Stored items
____________________

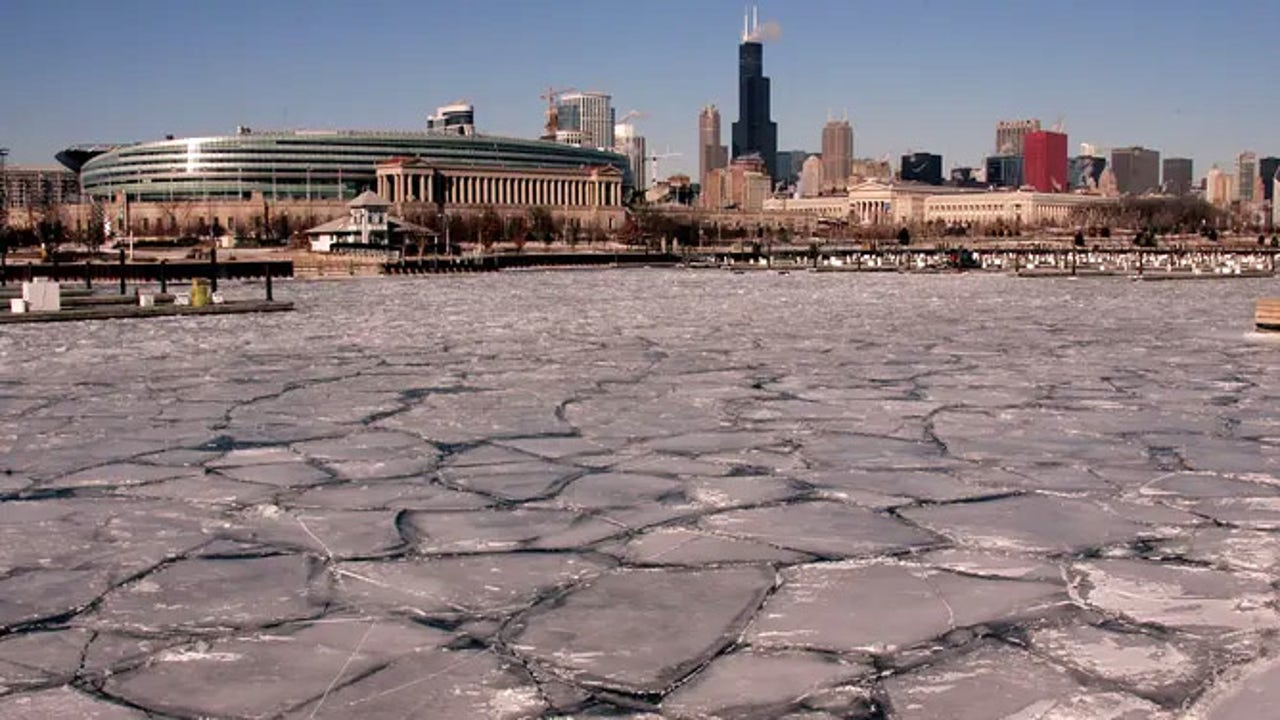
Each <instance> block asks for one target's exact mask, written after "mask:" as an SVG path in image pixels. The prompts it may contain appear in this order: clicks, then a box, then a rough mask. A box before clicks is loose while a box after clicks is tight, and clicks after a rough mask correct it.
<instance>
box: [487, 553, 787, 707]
mask: <svg viewBox="0 0 1280 720" xmlns="http://www.w3.org/2000/svg"><path fill="white" fill-rule="evenodd" d="M772 583H773V573H772V570H768V569H760V568H732V569H716V570H698V571H690V570H627V571H620V573H614V574H609V575H603V577H600V578H598V579H595V580H593V582H590V583H588V584H586V585H585V587H584V588H581V589H579V591H576V592H572V593H570V594H568V596H567V597H564V598H563V601H561V602H559V603H558V605H554V606H549V607H544V609H538V610H535V611H534V612H532V614H531V615H529V616H527V618H525V619H522V620H521V621H520V624H518V625H517V629H516V630H515V632H513V634H512V639H511V644H512V647H513V648H515V650H516V651H517V652H520V653H521V655H525V656H527V657H531V659H535V660H538V661H539V662H543V664H547V665H550V666H554V667H559V669H561V671H562V673H566V674H568V675H570V676H571V678H575V679H577V680H579V682H580V683H584V684H586V685H595V687H603V688H609V689H616V691H621V692H628V693H663V692H666V691H667V689H668V688H669V687H671V685H672V684H675V683H676V682H677V680H680V679H681V678H684V676H685V674H687V673H689V671H691V670H692V669H695V667H698V666H699V665H700V664H701V662H704V661H707V660H708V659H710V657H712V656H714V655H716V653H717V652H718V651H719V650H721V648H723V647H724V646H727V644H728V643H730V642H732V639H733V638H735V637H737V634H739V633H740V632H741V629H742V625H744V624H745V623H746V621H748V620H749V619H750V616H751V614H753V612H755V609H756V606H758V605H759V602H760V601H762V600H763V598H764V593H765V592H767V591H768V589H769V587H771V585H772ZM640 637H643V638H645V642H643V643H636V642H634V641H635V638H640Z"/></svg>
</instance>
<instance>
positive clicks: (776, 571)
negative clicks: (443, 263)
mask: <svg viewBox="0 0 1280 720" xmlns="http://www.w3.org/2000/svg"><path fill="white" fill-rule="evenodd" d="M357 283H358V295H360V296H361V297H365V299H367V301H369V305H365V306H357V305H355V304H353V302H352V299H353V297H356V296H357V292H356V290H357V287H356V286H357ZM259 290H260V288H251V287H237V286H234V284H232V286H230V287H228V288H227V292H229V293H236V292H244V293H253V292H259ZM276 292H278V293H280V295H282V296H285V295H287V296H289V297H288V299H289V300H293V301H294V302H296V304H297V305H298V311H296V313H293V314H279V315H262V316H252V315H232V316H219V318H198V319H196V318H173V319H163V320H146V322H138V320H124V322H101V323H86V324H59V325H15V327H13V328H6V329H5V331H3V332H0V719H4V720H6V719H10V717H13V719H23V720H26V719H28V717H31V719H36V717H40V719H45V717H90V719H95V717H96V719H106V720H115V719H128V720H133V719H146V717H151V719H196V717H219V719H223V717H225V719H268V717H288V719H310V717H362V719H375V720H376V719H383V717H387V719H411V717H499V719H524V717H547V719H552V717H585V719H590V717H599V719H603V717H654V719H663V717H666V719H707V717H732V719H740V717H746V719H767V717H797V719H799V717H810V719H818V717H844V719H865V720H874V719H881V720H890V719H892V720H916V719H920V720H924V719H947V720H954V719H972V720H984V719H988V717H991V719H1005V720H1030V719H1037V720H1048V719H1056V720H1076V719H1078V720H1094V719H1111V720H1139V719H1166V720H1174V719H1178V717H1187V719H1194V720H1234V719H1245V717H1249V719H1253V717H1266V716H1267V712H1274V711H1275V707H1276V706H1277V705H1280V694H1277V691H1276V687H1277V680H1276V678H1280V670H1277V667H1280V665H1277V664H1276V660H1275V657H1277V656H1280V646H1277V643H1280V611H1277V607H1280V605H1277V600H1280V598H1277V587H1280V577H1277V573H1280V414H1277V409H1280V338H1268V337H1265V336H1258V334H1256V333H1252V331H1251V322H1252V310H1253V301H1254V300H1256V299H1257V297H1260V296H1265V295H1275V288H1274V283H1272V282H1271V281H1252V279H1244V281H1224V282H1194V283H1190V282H1188V283H1130V282H1119V281H1107V279H1079V281H1070V279H1036V281H1030V279H1019V278H1011V277H995V275H928V277H925V275H890V274H874V275H869V274H868V275H863V274H817V273H791V274H788V275H777V274H772V273H763V272H762V273H749V274H742V275H735V274H730V273H721V272H687V270H603V272H561V273H556V272H549V273H532V272H531V273H503V274H485V275H451V277H435V278H429V279H413V281H410V279H406V281H402V279H378V281H352V282H292V283H282V284H279V286H278V290H276Z"/></svg>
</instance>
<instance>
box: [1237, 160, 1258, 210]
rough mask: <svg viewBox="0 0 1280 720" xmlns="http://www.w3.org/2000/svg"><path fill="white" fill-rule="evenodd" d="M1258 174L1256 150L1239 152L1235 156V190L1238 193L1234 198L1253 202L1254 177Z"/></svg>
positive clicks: (1257, 162)
mask: <svg viewBox="0 0 1280 720" xmlns="http://www.w3.org/2000/svg"><path fill="white" fill-rule="evenodd" d="M1257 174H1258V155H1257V154H1256V152H1248V151H1245V152H1240V154H1239V155H1238V156H1236V158H1235V190H1236V192H1238V193H1239V196H1238V197H1236V200H1240V201H1242V202H1253V201H1254V197H1253V184H1254V179H1253V178H1254V177H1257Z"/></svg>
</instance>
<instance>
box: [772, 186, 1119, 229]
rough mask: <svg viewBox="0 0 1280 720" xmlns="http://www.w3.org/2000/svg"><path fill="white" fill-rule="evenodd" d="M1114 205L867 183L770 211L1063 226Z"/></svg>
mask: <svg viewBox="0 0 1280 720" xmlns="http://www.w3.org/2000/svg"><path fill="white" fill-rule="evenodd" d="M1112 202H1115V200H1111V199H1106V197H1100V196H1096V195H1071V193H1062V192H1030V191H1018V190H1015V191H984V190H972V188H959V187H937V186H929V184H920V183H896V182H882V181H867V182H863V183H859V184H855V186H854V187H851V188H850V190H849V193H847V195H846V196H840V197H804V199H794V200H790V199H788V200H771V201H768V202H767V204H765V206H764V209H765V210H767V211H780V213H781V211H786V213H808V214H814V215H818V217H820V218H828V219H838V220H846V222H850V223H854V224H861V225H913V224H923V223H937V222H942V223H947V224H968V225H989V224H996V223H1005V224H1009V225H1021V227H1065V225H1069V224H1070V223H1071V219H1073V217H1074V214H1075V211H1076V210H1078V209H1084V208H1096V206H1103V205H1108V204H1112Z"/></svg>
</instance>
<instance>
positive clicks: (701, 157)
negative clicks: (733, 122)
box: [698, 105, 728, 182]
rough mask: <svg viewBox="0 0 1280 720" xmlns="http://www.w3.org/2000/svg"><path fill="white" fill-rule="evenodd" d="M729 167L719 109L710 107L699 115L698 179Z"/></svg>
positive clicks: (715, 107)
mask: <svg viewBox="0 0 1280 720" xmlns="http://www.w3.org/2000/svg"><path fill="white" fill-rule="evenodd" d="M724 165H728V150H727V149H726V147H724V146H723V145H721V129H719V108H717V106H716V105H708V106H705V108H703V111H701V113H699V114H698V178H699V182H707V173H709V172H712V170H718V169H721V168H723V167H724Z"/></svg>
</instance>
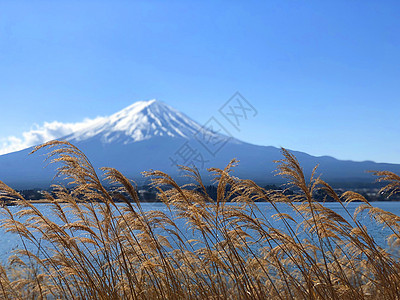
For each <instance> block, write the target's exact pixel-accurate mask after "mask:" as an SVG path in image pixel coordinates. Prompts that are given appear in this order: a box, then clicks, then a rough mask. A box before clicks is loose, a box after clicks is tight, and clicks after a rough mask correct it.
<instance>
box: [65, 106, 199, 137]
mask: <svg viewBox="0 0 400 300" xmlns="http://www.w3.org/2000/svg"><path fill="white" fill-rule="evenodd" d="M200 128H201V126H200V125H199V124H198V123H196V122H194V121H193V120H191V119H190V118H188V117H187V116H185V115H184V114H182V113H180V112H179V111H177V110H175V109H173V108H172V107H170V106H168V105H166V104H165V103H163V102H160V101H156V100H154V99H153V100H149V101H139V102H135V103H133V104H132V105H130V106H128V107H126V108H124V109H122V110H121V111H119V112H117V113H115V114H113V115H111V116H109V117H104V118H100V119H99V121H98V122H96V123H95V124H93V125H91V126H90V127H87V128H85V129H83V130H81V131H79V132H76V133H74V134H72V135H70V136H68V137H66V138H67V139H68V140H70V141H73V142H74V141H83V140H86V139H89V138H92V137H96V138H99V139H100V140H101V142H103V143H111V142H123V143H124V144H127V143H131V142H137V141H142V140H146V139H149V138H151V137H155V136H160V137H162V136H170V137H183V138H190V137H192V136H193V135H194V134H195V133H196V132H197V131H198V130H199V129H200Z"/></svg>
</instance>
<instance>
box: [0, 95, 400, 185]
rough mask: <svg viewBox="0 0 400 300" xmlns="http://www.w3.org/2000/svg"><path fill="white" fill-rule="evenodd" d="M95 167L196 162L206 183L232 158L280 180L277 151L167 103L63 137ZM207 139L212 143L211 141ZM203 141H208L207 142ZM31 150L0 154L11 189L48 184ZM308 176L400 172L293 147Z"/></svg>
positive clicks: (168, 163) (144, 166)
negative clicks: (76, 149)
mask: <svg viewBox="0 0 400 300" xmlns="http://www.w3.org/2000/svg"><path fill="white" fill-rule="evenodd" d="M61 139H63V140H68V141H70V142H71V143H72V144H74V145H76V146H77V147H78V148H79V149H81V150H82V151H83V152H84V153H85V154H86V155H87V157H88V158H89V159H90V160H91V161H92V163H93V165H94V166H95V167H96V168H100V167H114V168H116V169H118V170H120V171H121V172H122V173H123V174H125V175H126V176H127V177H129V178H131V179H133V180H135V181H137V182H139V183H140V182H141V181H143V180H144V179H143V177H142V175H141V172H142V171H147V170H150V169H158V170H161V171H163V172H166V173H168V174H170V175H171V176H173V177H174V178H177V179H179V178H180V175H181V173H180V170H179V168H178V167H177V165H189V166H191V165H196V167H197V168H198V169H199V171H200V173H201V175H202V176H204V179H205V181H206V182H211V179H212V178H211V177H210V175H209V173H208V172H207V171H206V169H207V168H210V167H217V168H224V167H225V166H226V165H227V164H228V163H229V161H230V160H231V159H233V158H236V159H238V160H239V165H238V166H237V167H235V168H234V174H235V176H238V177H240V178H248V179H253V180H255V181H256V182H258V183H260V184H269V183H276V182H282V181H283V180H282V179H280V178H279V177H276V176H274V170H276V164H274V163H273V161H276V160H279V159H281V158H282V155H281V152H280V149H278V148H276V147H273V146H262V145H253V144H250V143H246V142H243V141H240V140H237V139H235V138H233V137H230V136H227V135H224V134H222V133H221V132H218V131H217V130H215V129H213V128H209V127H207V126H201V125H200V124H198V123H197V122H195V121H194V120H192V119H191V118H189V117H188V116H186V115H184V114H183V113H181V112H179V111H178V110H176V109H174V108H172V107H170V106H168V105H167V104H165V103H163V102H160V101H156V100H149V101H139V102H135V103H133V104H132V105H130V106H128V107H126V108H124V109H122V110H120V111H119V112H116V113H114V114H112V115H110V116H108V117H102V118H100V119H99V120H98V121H97V122H96V123H95V124H92V125H90V126H88V127H85V128H83V129H81V130H79V131H77V132H74V133H72V134H70V135H67V136H65V137H63V138H61ZM211 142H212V143H211ZM207 143H208V144H207ZM31 149H32V148H28V149H25V150H21V151H18V152H13V153H9V154H4V155H1V156H0V180H2V181H4V182H5V183H6V184H9V185H10V186H12V187H18V188H20V187H32V186H34V187H43V186H49V185H50V184H51V183H52V182H54V181H52V177H53V175H54V174H55V166H50V167H48V168H43V167H44V165H45V164H44V163H43V156H41V155H38V154H34V155H28V153H29V152H30V151H31ZM292 153H293V154H295V156H296V157H297V158H298V160H299V161H300V163H301V165H302V167H303V168H304V170H305V173H306V175H307V176H309V175H310V173H311V170H312V169H313V168H314V166H315V165H317V164H319V169H318V170H319V173H322V174H323V177H322V178H323V179H325V180H327V181H335V182H363V183H366V182H367V183H368V182H370V183H371V182H373V181H374V178H373V176H372V175H371V174H368V173H365V171H366V170H377V171H381V170H389V171H394V172H396V173H400V165H397V164H385V163H380V164H379V163H374V162H369V161H365V162H355V161H343V160H338V159H335V158H333V157H331V156H321V157H315V156H312V155H309V154H307V153H303V152H299V151H292Z"/></svg>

____________________

## Work task
Using the records above, print exactly the lines between the ones containing "box: [698, 105, 728, 182]" and "box: [0, 95, 400, 185]", inclusive, and nothing else; no pictures.

## Solved exercise
box: [698, 105, 728, 182]
rough mask: <svg viewBox="0 0 1280 720" xmlns="http://www.w3.org/2000/svg"><path fill="white" fill-rule="evenodd" d="M729 167L719 109L710 107L699 115L698 179Z"/></svg>
positive clicks: (715, 107)
mask: <svg viewBox="0 0 1280 720" xmlns="http://www.w3.org/2000/svg"><path fill="white" fill-rule="evenodd" d="M724 165H728V150H727V149H726V147H724V146H723V145H721V129H719V108H717V106H716V105H708V106H705V108H703V111H701V113H699V114H698V178H699V182H707V173H709V172H712V170H718V169H721V168H723V167H724Z"/></svg>
</instance>
For each <instance> block, write the target's exact pixel-accurate mask after "mask:" as an SVG path in image pixel coordinates. Prompts that are given appear in this order: a box, then clicks, then a rough mask. A box before clicks is loose, a box after clicks is tight, and clicks after a rough mask correct it.
<instance>
box: [65, 106, 199, 137]
mask: <svg viewBox="0 0 400 300" xmlns="http://www.w3.org/2000/svg"><path fill="white" fill-rule="evenodd" d="M200 128H201V126H200V125H199V124H198V123H196V122H194V121H193V120H191V119H190V118H188V117H187V116H185V115H184V114H182V113H180V112H179V111H177V110H175V109H173V108H172V107H170V106H168V105H166V104H165V103H163V102H160V101H156V100H154V99H153V100H149V101H139V102H135V103H133V104H132V105H130V106H128V107H126V108H124V109H122V110H121V111H119V112H117V113H115V114H113V115H111V116H109V117H104V118H100V119H99V121H98V122H96V123H95V124H93V125H91V126H90V127H87V128H85V129H83V130H81V131H79V132H76V133H74V134H72V135H70V136H68V137H66V138H67V139H68V140H70V141H73V142H74V141H83V140H86V139H89V138H92V137H96V138H99V139H100V140H101V142H103V143H111V142H123V143H124V144H127V143H131V142H137V141H142V140H146V139H149V138H151V137H155V136H160V137H162V136H170V137H183V138H190V137H192V136H193V135H194V134H195V133H196V132H197V131H198V130H199V129H200Z"/></svg>
</instance>
<instance>
box: [0, 95, 400, 185]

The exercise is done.